◆ Given passage ◆
Migrating MySQL to YugabyteDB Using pgloader

Eric Pratt

We understand that database migrations can be painful. We have helped users successfully migrate from MySQL to YugabyteDB, a PostgreSQL-compatible distributed SQL database. A very popular tool to accomplish this task is pgloader. In this post, we will cover how to migrate both your MySQL schema as well as data to YugabyteDB.

Prerequisites

Before starting the migration there are a few prerequisites you’ll need to address.

You’ll need access to the MySQL database from which you wish to migrate the schema and data. Additionally, you’ll need to have ysqlsh command line connectivity to a running YugabyteDB cluster that you are going to migrate into.

Create a database on the YugabyteDB cluster that you will migrate into from the source cluster. This database needs to match the database name from MySQL. There would not be any tables or data behind the database but pgloader requires the database to exist on the target cluster. You can create the database by following these steps:

# Use ysqlsh to connect to any node of the YugabyteDB cluster
ysqlsh --host=<ip>
 
# Create the database
create database <name>;

Preparing to Migrate

You would also ideally need a separate migration machine to install and run pgloader. That way you’re not stealing resources from your target or source servers. To install pgloader on this machine, do the following:

1. Install docker. Since we were installing docker on a CentOS machine, we followed these instructions.
2. After installation, start docker by running sudo systemctl start docker.

(Records)

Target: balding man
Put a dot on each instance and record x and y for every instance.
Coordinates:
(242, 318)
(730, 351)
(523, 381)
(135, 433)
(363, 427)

◆ Your objective ◆
From the text on migrating MySQL to YugabyteDB, extract the part that begins at the words "We understand that" and stops after the words "to migrate into.", copying it word for word.

◆ Answer for the task ◆
We understand that database migrations can be painful. We have helped users successfully migrate from MySQL to YugabyteDB, a PostgreSQL-compatible distributed SQL database. A very popular tool to accomplish this task is pgloader. In this post, we will cover how to migrate both your MySQL schema as well as data to YugabyteDB.

Prerequisites

Before starting the migration there are a few prerequisites you’ll need to address.

You’ll need access to the MySQL database from which you wish to migrate the schema and data. Additionally, you’ll need to have ysqlsh command line connectivity to a running YugabyteDB cluster that you are going to migrate into.